▶ Request
Copy the rows word for word, beginning with the first line of the rows and stopping after the line that contains "column 557, row 340", including both of those lines.
________________________
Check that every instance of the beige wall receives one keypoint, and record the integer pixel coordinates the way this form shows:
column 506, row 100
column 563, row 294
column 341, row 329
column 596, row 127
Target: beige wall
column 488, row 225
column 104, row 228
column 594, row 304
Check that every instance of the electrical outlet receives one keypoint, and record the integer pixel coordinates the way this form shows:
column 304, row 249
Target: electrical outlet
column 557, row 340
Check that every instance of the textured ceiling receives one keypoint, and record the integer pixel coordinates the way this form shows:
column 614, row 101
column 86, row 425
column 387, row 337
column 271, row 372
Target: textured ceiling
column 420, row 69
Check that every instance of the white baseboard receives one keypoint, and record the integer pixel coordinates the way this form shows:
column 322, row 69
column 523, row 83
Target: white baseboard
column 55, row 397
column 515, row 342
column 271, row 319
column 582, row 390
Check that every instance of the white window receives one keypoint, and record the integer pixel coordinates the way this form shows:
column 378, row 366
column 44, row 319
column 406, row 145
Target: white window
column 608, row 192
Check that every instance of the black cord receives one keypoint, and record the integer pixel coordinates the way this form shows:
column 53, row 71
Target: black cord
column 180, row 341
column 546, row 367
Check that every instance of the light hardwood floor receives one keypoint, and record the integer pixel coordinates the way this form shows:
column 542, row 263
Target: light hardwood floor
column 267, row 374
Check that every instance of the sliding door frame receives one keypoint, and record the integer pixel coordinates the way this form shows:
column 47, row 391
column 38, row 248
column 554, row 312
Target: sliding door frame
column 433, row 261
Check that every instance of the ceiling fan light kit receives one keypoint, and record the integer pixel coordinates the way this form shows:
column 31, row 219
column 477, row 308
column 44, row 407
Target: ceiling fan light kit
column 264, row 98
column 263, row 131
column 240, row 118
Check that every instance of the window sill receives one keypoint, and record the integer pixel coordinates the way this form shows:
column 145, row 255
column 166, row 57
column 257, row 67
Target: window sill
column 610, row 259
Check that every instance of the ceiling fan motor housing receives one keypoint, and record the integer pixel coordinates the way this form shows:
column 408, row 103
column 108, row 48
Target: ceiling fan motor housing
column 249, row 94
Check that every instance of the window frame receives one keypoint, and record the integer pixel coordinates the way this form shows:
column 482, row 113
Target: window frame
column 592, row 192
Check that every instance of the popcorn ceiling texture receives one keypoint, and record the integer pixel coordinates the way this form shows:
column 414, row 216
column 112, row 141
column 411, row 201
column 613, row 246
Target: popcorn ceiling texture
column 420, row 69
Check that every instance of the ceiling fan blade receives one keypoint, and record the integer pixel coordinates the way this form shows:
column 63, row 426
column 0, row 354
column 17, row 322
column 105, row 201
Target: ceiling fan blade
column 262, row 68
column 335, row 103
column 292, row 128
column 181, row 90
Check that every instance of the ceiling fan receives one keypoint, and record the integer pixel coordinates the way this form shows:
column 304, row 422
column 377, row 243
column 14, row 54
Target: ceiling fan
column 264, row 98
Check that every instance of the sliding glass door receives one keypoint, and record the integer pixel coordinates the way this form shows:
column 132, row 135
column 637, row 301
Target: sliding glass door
________________________
▶ Solution
Check that every instance of the beige wall receives one keypoint, and record the integer pixel coordinates the way this form shows:
column 506, row 100
column 563, row 294
column 341, row 329
column 596, row 127
Target: beige wall
column 488, row 225
column 104, row 228
column 594, row 304
Check that every instance of the electrical outlet receives one keypoint, and record the integer pixel coordinates the way this form shows:
column 304, row 249
Target: electrical outlet
column 557, row 340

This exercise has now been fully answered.